Passage -
· · · · · · ·
Joan Maude (16 January 1908 – 28 September 1998) was an English actress, active from the 1920s to the 1950s. She is probably best known for playing the Chief Recorder in the 1946 Powell and Pressburger film A Matter of Life and Death.

The daughter of actors Charles Maude and Nancy Price, Maude's great grandmother on her father's side was the singer Jenny Lind, known as the "Swedish Nightingale". Maude was a cousin of the actor-manager Cyril Maude.

Maude married firstly Scottish Rugby International player and journalist Frank Waters (1909-1954), with whom she had a daughter. In 1956 she married Oliver Woods (1911-1972). She was the writer, producer, and production designer of the short film All Hallowe'en (1952).

Her mother, an author as well as an actress, published a book Behind the night-light: the by-world of a child of three in 1912 recording 'faithfully' the beasts and animals Joan imagined as a 3 year old.

Filmography

This Freedom (1923) - Hilda
Next Gentleman Please (1927) - Fortune-teller
Chamber of Horrors (1929)
· · · · · · ·
Material supplied -
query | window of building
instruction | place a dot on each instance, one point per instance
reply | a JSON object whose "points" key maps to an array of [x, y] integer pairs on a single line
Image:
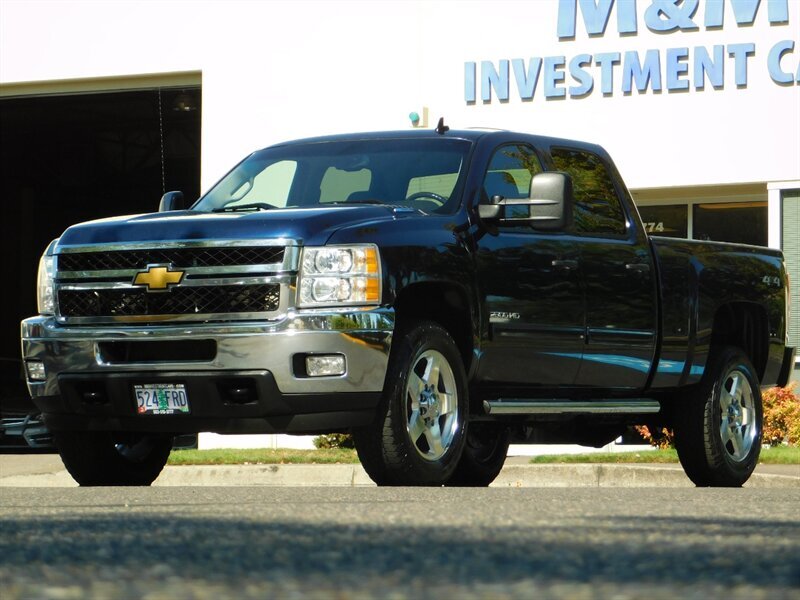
{"points": [[741, 222], [598, 210], [668, 220], [790, 242]]}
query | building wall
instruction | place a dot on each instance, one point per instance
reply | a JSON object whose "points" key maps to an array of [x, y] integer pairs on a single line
{"points": [[281, 70], [277, 70]]}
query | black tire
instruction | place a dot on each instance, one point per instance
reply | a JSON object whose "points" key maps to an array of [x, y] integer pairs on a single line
{"points": [[103, 458], [718, 427], [483, 457], [399, 447]]}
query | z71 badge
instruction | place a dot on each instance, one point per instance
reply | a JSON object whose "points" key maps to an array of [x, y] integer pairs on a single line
{"points": [[503, 316]]}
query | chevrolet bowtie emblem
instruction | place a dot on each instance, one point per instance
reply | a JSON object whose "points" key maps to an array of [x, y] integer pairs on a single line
{"points": [[158, 278]]}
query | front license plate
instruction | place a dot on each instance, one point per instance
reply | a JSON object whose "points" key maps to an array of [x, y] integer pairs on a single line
{"points": [[161, 399]]}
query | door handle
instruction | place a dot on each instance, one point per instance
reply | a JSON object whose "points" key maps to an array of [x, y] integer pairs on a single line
{"points": [[567, 265], [638, 267]]}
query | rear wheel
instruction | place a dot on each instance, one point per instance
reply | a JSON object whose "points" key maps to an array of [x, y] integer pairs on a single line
{"points": [[104, 458], [718, 430], [483, 457], [418, 436]]}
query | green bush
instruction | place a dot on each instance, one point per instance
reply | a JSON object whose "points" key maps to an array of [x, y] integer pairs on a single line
{"points": [[334, 440], [660, 439], [781, 416]]}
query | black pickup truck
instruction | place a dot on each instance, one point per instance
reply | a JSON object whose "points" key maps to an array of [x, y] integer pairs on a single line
{"points": [[436, 293]]}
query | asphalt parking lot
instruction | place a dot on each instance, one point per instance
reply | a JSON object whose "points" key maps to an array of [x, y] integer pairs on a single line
{"points": [[360, 542], [293, 532]]}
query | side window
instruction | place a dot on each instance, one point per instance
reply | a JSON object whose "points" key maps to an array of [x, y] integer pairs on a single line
{"points": [[509, 175], [340, 186], [598, 209]]}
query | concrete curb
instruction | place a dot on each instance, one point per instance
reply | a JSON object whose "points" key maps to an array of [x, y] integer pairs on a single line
{"points": [[515, 476]]}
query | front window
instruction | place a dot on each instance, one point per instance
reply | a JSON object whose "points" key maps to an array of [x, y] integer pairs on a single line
{"points": [[423, 174]]}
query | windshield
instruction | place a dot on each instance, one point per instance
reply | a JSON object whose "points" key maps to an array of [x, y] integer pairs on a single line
{"points": [[415, 173]]}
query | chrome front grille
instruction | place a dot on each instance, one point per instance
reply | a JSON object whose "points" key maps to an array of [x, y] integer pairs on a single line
{"points": [[178, 301], [224, 280], [180, 258]]}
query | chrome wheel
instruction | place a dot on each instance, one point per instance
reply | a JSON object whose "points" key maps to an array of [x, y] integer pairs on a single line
{"points": [[431, 405], [738, 428]]}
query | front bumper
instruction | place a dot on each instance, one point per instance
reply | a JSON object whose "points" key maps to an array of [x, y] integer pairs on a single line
{"points": [[86, 386]]}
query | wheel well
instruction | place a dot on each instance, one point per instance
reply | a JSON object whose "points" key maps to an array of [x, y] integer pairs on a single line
{"points": [[745, 326], [446, 305]]}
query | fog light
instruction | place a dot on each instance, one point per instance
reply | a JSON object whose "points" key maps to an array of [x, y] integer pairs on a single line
{"points": [[35, 370], [325, 365]]}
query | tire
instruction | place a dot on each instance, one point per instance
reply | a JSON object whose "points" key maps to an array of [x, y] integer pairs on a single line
{"points": [[102, 458], [418, 435], [483, 457], [718, 429]]}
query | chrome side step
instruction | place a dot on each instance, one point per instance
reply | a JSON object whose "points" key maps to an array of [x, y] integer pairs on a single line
{"points": [[563, 407]]}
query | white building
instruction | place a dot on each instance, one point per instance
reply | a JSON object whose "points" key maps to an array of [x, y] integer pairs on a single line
{"points": [[698, 101]]}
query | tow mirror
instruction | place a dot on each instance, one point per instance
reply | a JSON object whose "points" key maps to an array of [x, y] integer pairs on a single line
{"points": [[549, 204], [551, 201], [171, 201]]}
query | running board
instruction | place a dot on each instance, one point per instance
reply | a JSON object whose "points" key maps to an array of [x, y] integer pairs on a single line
{"points": [[564, 407]]}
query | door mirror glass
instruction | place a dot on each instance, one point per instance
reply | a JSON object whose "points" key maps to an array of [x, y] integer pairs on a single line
{"points": [[172, 201]]}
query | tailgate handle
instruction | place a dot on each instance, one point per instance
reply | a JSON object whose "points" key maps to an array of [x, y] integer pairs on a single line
{"points": [[567, 265], [638, 267]]}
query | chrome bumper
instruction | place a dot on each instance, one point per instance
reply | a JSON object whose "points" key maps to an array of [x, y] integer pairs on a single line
{"points": [[364, 337]]}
· · · · · · ·
Given instruction 1 -
Answer these questions from the passage about Joan Maude:
(a) In what year was the film A Matter of Life and Death released?
(b) Which singer, known as the "Swedish Nightingale," was Maude's great grandmother?
(c) In what year did her mother publish Behind the night-light?
Given instruction 2 -
Please write out the passage about Joan Maude, starting with "The daughter of" and going on through "of Horrors (1929)", substituting "Francis Waters" for "Frank Waters".
Given instruction 3 -
Name every film title that appears in the passage about Joan Maude.

Expected output 1 -
(a) 1946
(b) Jenny Lind
(c) 1912

Expected output 2 -
The daughter of actors Charles Maude and Nancy Price, Maude's great grandmother on her father's side was the singer Jenny Lind, known as the "Swedish Nightingale". Maude was a cousin of the actor-manager Cyril Maude.

Maude married firstly Scottish Rugby International player and journalist Francis Waters (1909-1954), with whom she had a daughter. In 1956 she married Oliver Woods (1911-1972). She was the writer, producer, and production designer of the short film All Hallowe'en (1952).

Her mother, an author as well as an actress, published a book Behind the night-light: the by-world of a child of three in 1912 recording 'faithfully' the beasts and animals Joan imagined as a 3 year old.

Filmography

This Freedom (1923) - Hilda
Next Gentleman Please (1927) - Fortune-teller
Chamber of Horrors (1929)

Expected output 3 -
A Matter of Life and Death
All Hallowe'en
This Freedom
Next Gentleman Please
Chamber of Horrors